● **TASK STATEMENT**: Could you lift every line of the records below out word for word, leaving the pictures out of your answer?
———
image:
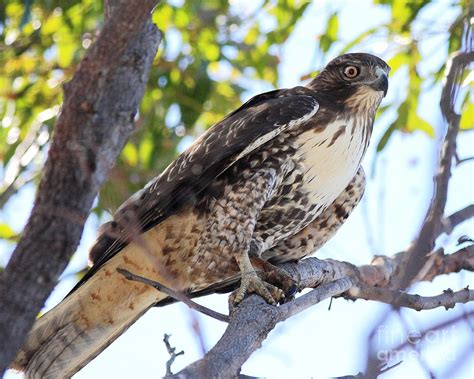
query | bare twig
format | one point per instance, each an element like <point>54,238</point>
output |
<point>432,224</point>
<point>175,295</point>
<point>171,352</point>
<point>447,299</point>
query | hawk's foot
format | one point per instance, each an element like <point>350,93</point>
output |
<point>275,276</point>
<point>251,283</point>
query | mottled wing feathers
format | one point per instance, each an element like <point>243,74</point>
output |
<point>241,132</point>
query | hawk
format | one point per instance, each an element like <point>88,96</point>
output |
<point>270,183</point>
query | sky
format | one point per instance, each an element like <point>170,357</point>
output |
<point>319,342</point>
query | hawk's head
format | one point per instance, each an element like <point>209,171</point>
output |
<point>355,79</point>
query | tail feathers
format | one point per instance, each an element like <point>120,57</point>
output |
<point>70,349</point>
<point>59,350</point>
<point>79,328</point>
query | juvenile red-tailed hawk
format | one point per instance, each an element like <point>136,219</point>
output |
<point>270,183</point>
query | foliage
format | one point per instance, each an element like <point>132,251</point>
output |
<point>211,54</point>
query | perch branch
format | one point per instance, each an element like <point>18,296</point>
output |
<point>432,224</point>
<point>253,319</point>
<point>172,352</point>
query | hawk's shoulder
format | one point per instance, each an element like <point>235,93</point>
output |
<point>256,122</point>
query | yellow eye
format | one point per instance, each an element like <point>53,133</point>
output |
<point>351,71</point>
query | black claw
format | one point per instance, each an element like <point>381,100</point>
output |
<point>291,292</point>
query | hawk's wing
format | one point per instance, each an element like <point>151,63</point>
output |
<point>256,122</point>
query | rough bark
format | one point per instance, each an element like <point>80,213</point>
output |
<point>97,116</point>
<point>253,319</point>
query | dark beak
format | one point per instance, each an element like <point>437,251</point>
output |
<point>381,83</point>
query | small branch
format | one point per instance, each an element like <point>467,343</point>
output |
<point>171,352</point>
<point>450,222</point>
<point>175,295</point>
<point>447,299</point>
<point>432,224</point>
<point>253,319</point>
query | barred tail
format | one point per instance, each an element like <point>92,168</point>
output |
———
● **ANSWER FOR THE TASK**:
image:
query | bare twig
format | one point per instance, each an element like <point>54,238</point>
output |
<point>432,224</point>
<point>175,295</point>
<point>171,352</point>
<point>447,299</point>
query | hawk's foot
format | one point per instance, each an element like <point>350,93</point>
output |
<point>275,276</point>
<point>251,283</point>
query | mottled wing feathers
format | one point per instance, each an element like <point>243,74</point>
output |
<point>241,132</point>
query | hawk
format | one point per instance, each an element like <point>88,96</point>
output |
<point>270,183</point>
query | sky
format | one point per instance, each an element like <point>170,357</point>
output |
<point>319,342</point>
query | hawk's head
format | one point per instance, each an element like <point>209,171</point>
output |
<point>355,79</point>
query | tail feathers
format | one point per instance, each an element like <point>120,57</point>
output |
<point>70,349</point>
<point>59,350</point>
<point>79,328</point>
query | juvenile red-tailed hawk
format | one point per instance, each an element like <point>136,219</point>
output |
<point>270,183</point>
query | foliage
format | one point per instance, each an element like <point>132,251</point>
output |
<point>211,54</point>
query | perch branch
format | one point per instance, each an element like <point>18,296</point>
output |
<point>432,224</point>
<point>253,319</point>
<point>172,352</point>
query | hawk's shoulder
format | one point per instance, each an element like <point>235,93</point>
output |
<point>256,122</point>
query | yellow eye
format | one point per instance, each an element like <point>53,133</point>
output |
<point>351,71</point>
query | black claw
format | one point per instance, each an element like <point>381,100</point>
output |
<point>291,292</point>
query | hawk's wing
format | one point per instance, each an element like <point>151,63</point>
output |
<point>256,122</point>
query | rough bark
format | one point per instance, each an element like <point>80,213</point>
output |
<point>97,116</point>
<point>253,319</point>
query | dark beak
format | one point per instance, each an element like <point>437,251</point>
output |
<point>381,83</point>
query | small branch
format | one point per instance, each an element like <point>467,343</point>
output |
<point>171,352</point>
<point>450,222</point>
<point>175,295</point>
<point>447,299</point>
<point>432,224</point>
<point>253,319</point>
query | barred tail
format | one point per instance, each an element like <point>92,168</point>
output |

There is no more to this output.